Given instruction.
Express all of the material below as a Markdown table with the columns Row and Text, putting each line in its own numbered row and leaving out any blank lines.

=-=-=-=-=

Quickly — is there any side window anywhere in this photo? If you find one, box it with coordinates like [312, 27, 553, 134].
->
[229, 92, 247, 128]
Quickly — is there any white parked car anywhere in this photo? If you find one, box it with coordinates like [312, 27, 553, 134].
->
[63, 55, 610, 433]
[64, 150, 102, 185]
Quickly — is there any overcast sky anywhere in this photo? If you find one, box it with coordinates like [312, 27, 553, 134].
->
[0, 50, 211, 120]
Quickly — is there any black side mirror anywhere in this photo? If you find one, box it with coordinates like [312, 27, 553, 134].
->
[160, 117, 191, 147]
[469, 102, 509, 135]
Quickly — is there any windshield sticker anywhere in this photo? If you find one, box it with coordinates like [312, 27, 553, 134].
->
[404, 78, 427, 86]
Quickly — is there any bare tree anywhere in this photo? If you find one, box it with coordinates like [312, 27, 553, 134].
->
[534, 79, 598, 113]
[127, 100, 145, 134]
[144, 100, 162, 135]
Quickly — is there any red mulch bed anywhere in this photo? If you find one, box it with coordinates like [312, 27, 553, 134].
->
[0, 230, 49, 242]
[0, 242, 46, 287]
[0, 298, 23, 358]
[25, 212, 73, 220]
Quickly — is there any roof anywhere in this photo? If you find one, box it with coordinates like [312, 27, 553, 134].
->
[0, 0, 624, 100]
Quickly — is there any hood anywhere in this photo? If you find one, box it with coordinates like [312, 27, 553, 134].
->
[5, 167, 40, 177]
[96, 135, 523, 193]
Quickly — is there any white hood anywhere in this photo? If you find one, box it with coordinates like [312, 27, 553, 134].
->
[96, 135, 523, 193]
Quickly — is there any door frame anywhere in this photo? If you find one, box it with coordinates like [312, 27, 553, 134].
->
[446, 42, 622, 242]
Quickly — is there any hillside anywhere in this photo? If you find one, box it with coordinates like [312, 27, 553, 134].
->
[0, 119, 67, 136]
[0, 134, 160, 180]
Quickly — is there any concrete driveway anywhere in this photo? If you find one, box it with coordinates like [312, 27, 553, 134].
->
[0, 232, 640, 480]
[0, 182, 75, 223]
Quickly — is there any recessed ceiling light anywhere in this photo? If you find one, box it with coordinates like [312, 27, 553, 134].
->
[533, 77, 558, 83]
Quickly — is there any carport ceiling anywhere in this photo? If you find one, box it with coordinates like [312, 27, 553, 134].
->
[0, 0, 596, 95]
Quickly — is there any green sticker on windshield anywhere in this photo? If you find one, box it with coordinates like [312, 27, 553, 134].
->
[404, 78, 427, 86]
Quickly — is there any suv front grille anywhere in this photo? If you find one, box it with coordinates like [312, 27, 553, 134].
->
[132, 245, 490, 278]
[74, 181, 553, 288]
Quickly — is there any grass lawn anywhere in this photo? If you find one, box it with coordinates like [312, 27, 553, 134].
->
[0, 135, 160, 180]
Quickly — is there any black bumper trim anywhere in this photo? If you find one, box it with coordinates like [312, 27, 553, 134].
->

=-=-=-=-=

Written response.
| Row | Text |
|---|---|
| 1 | Quickly — is there any side window anywhere in this photo? If you find one, box it with coordinates like [312, 27, 553, 134]. |
| 2 | -> |
| 3 | [229, 92, 247, 128] |
| 4 | Quickly — is there any white parked car anywhere in this photo? If you find one, box it with coordinates like [312, 27, 553, 134]. |
| 5 | -> |
| 6 | [63, 55, 610, 433] |
| 7 | [64, 150, 102, 185] |
| 8 | Quickly — is there any overcast sky anywhere in this photo? If you find one, box it with coordinates like [312, 27, 553, 134]. |
| 9 | -> |
| 10 | [0, 50, 211, 120] |
| 11 | Quickly — is there any black side mirror anywhere in this photo? If you find one, box it with coordinates like [312, 27, 553, 134]. |
| 12 | -> |
| 13 | [160, 117, 191, 147] |
| 14 | [469, 102, 509, 135] |
| 15 | Quickly — is there any windshield sticker anywhere in this photo? If you find one, box it with coordinates like [312, 27, 553, 134]. |
| 16 | -> |
| 17 | [404, 78, 427, 86] |
| 18 | Quickly — is there any bare tree anywhere in this photo? If you find one, box it with coordinates like [312, 27, 553, 134]. |
| 19 | -> |
| 20 | [534, 79, 598, 113] |
| 21 | [127, 100, 145, 134] |
| 22 | [144, 100, 162, 135] |
| 23 | Quickly — is there any red mulch bed anywhere in this photo? If you find one, box it with coordinates like [312, 27, 553, 134]. |
| 24 | -> |
| 25 | [0, 230, 49, 242] |
| 26 | [0, 242, 46, 287] |
| 27 | [0, 298, 23, 358] |
| 28 | [25, 212, 73, 220] |
| 29 | Quickly — is there any roof anywhere in this photo? If you find one, box it with coordinates like [312, 27, 553, 134]. |
| 30 | -> |
| 31 | [0, 0, 624, 100] |
| 32 | Quickly — is there any hood anywhere in this photo? If you find one, box it with coordinates like [312, 27, 553, 134]. |
| 33 | -> |
| 34 | [5, 167, 40, 177] |
| 35 | [96, 135, 523, 193] |
| 36 | Quickly — is there any white hood anywhere in this photo? If you find one, box it with coordinates like [312, 27, 553, 134]. |
| 37 | -> |
| 38 | [96, 135, 523, 193] |
| 39 | Quickly — is there any door frame anywhere in this photo? If you find one, box it with coordinates like [312, 27, 553, 134]. |
| 40 | -> |
| 41 | [446, 42, 622, 242] |
| 42 | Quickly — is there any hillside anywhere in this photo? If you find one, box it with coordinates like [312, 27, 553, 134]. |
| 43 | -> |
| 44 | [0, 119, 67, 136] |
| 45 | [0, 134, 160, 180] |
| 46 | Quickly — is there any concrete driveway anywhere in this photo? If you find one, box it with coordinates like [312, 27, 553, 134]. |
| 47 | -> |
| 48 | [0, 232, 640, 480] |
| 49 | [0, 182, 75, 223] |
| 50 | Quickly — is there any recessed ceiling light anywhere in this photo? If you find one, box it with coordinates like [312, 27, 553, 134]. |
| 51 | -> |
| 52 | [533, 77, 558, 83] |
| 53 | Quickly — is there any carport ceiling anywhere in this photo? If you find one, box it with coordinates like [312, 27, 553, 134]. |
| 54 | -> |
| 55 | [0, 0, 596, 95] |
| 56 | Quickly — is there any green sticker on windshield anywhere in this photo? If you find one, box it with coordinates like [312, 27, 553, 134]. |
| 57 | -> |
| 58 | [404, 78, 427, 86] |
| 59 | Quickly — is there any suv front grille anywhere in this photo? If you find one, box it with coordinates like [312, 27, 553, 134]. |
| 60 | -> |
| 61 | [132, 245, 490, 278] |
| 62 | [74, 181, 553, 288] |
| 63 | Quickly — is there any grass lawn anywhere in this photo? If you find one, box it with coordinates like [312, 27, 553, 134]. |
| 64 | -> |
| 65 | [0, 135, 160, 180] |
| 66 | Quickly — is there any black bumper trim anywhere in this photo? If you find one, box it with coordinates like [312, 27, 553, 134]. |
| 67 | -> |